-- Start Text section --
Bonum Certa Men Certa

Patent Trolls Are Under Attack and on the Run

"I would much rather spend my time and money and energy finding ways to make the Internet safer and better than bickering over patents."

--Dean Drako, Barracuda's CEO



Summary: Wetro Lan LLC panics and pays 'protection' money after a failed trolling attempt; MPEG-LA too is under fire, as an antitrust lawsuit has finally been filed against it

EARLIER today we found two interesting reports, one from Dale Walker and another from Joe Mullin, who has been tracking and writing about patent trolls for about a decade. Following TC Heartland we certainly hope that things will change; patent trolls will hopefully altogether go out of business [sic] some time soon. Extortion and racketeering have no value/benefit to the economy.



Walker explained how the latest twist of events got started: "The Moscow-based security company [Kaspersky] was first approached by a patent holder in October last year, who issued a patent lawsuit and demanded a $60,000 cash settlement to make the case disappear."

Guess what happened instead (and not for the first time).

The tables are turning. Wetro Lan and other patent trolls find themselves on the run when they may be forced to pay the defendant's legal fees and sometimes lose their patents too. This is what happened in this latest case. To quote Mullin:

The patent-licensing company, Wetro Lan LLC, owned US Patent No. 6,795,918, which essentially claimed an Internet firewall. The patent was filed in 2000 despite the fact that computer network firewalls date to the 1980s. The '918 patent was used in what the Electronic Frontier Foundation called an "outrageous trolling campaign," in which dozens of companies were sued out of Wetro Lan's "headquarters," a Plano office suite that it shared with several other firms that engage in what is pejoratively called "patent-trolling." Wetro Lan's complaints argued that a vast array of Internet routers and switches infringed its patent.


This is the key part:

As claim construction approached, Kaspersky's lead lawyer Casey Kniser served discovery requests for Wetro Lan's other license agreements. He suspected the amounts were low.


Finally there's this:

On a post to his personal blog detailing the victory against Wetro Lan, founder and CEO Eugene Kaspersky says his company has now defeated five claims from patent assertion entities, including the infamous claims from Lodsys, a much-maligned patent holder that sent demand letters to small app developers. Lodsys dropped its case against Kaspersky right before a trial.
-- End Text section --
-- Start Information supplied --
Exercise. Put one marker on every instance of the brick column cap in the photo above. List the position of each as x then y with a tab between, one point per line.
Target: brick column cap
-- End Information supplied --
## [Requests]
A. Condense the paragraph of the patent troll article that begins "The patent-licensing company, Wetro Lan LLC," into a short bulleted list that keeps its main facts.
B. In the patent troll article, how much money did the patent holder demand from Kaspersky as a cash settlement?
C. Continue writing the patent troll article after its final sentence.
The material comes from a separate source.

## [Responses]
A.
- Wetro Lan LLC, a patent-licensing company, owned US Patent No. 6,795,918, which essentially claimed an Internet firewall.
- The patent was filed in 2000, though network firewalls date to the 1980s.
- The Electronic Frontier Foundation called its use an "outrageous trolling campaign."
- Dozens of companies were sued from a Plano office suite that Wetro Lan shared with other firms that engage in "patent-trolling."
- Its complaints argued that many Internet routers and switches infringed the patent.

B. $60,000

C.
While the company has spent plenty in legal fees, its total payout to so-called "trolls" has been $0. Firms that engage in "trolling" know that companies often simply settle instead of dealing with the costs and pain of a court litigation.


Kaspersky and others in his field do not like software patents. They speak out about it (occasionally).

The above reveals an interesting strategy where neither invalidation or (legal) fees award acts as a deterrent; it's discovery requests. Apropos, Patently-O published this short post earlier today about the meaning of “all expenses,” noting a new CAFC decision where the judgment "was split – with Judges Prost and Dyk in majority and Judge Stoll in dissent and arguing that the term “expenses” is not sufficient to overcome the traditional american rule regarding attorney fees."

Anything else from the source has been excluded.